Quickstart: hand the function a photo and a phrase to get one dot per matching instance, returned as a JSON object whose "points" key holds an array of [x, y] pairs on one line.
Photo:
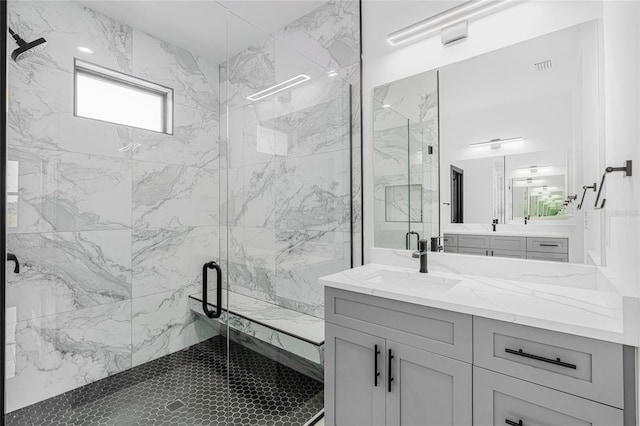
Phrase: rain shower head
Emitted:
{"points": [[26, 50]]}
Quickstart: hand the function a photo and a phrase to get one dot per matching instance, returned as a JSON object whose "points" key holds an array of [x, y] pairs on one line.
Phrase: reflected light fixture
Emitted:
{"points": [[446, 19], [279, 87], [496, 143]]}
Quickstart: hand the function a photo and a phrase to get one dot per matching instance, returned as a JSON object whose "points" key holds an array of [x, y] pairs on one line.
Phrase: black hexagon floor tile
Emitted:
{"points": [[189, 387]]}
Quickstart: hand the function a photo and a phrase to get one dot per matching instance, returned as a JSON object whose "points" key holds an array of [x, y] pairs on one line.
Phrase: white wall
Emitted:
{"points": [[622, 135]]}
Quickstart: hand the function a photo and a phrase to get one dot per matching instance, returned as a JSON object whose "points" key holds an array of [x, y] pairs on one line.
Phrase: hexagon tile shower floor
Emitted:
{"points": [[187, 388]]}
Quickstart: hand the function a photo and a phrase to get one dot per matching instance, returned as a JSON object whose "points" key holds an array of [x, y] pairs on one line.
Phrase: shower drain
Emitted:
{"points": [[175, 405]]}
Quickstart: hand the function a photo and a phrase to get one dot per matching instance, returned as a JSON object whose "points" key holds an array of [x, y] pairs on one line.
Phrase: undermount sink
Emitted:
{"points": [[411, 280]]}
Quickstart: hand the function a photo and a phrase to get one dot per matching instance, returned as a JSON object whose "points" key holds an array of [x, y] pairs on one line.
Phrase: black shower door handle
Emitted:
{"points": [[205, 307]]}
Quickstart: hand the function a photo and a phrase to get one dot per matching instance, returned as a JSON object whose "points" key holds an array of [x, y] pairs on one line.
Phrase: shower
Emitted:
{"points": [[26, 50]]}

+-------+

What is needed: Reply with one number, the count of lines in the data that contain "black".

Solution for this problem: 2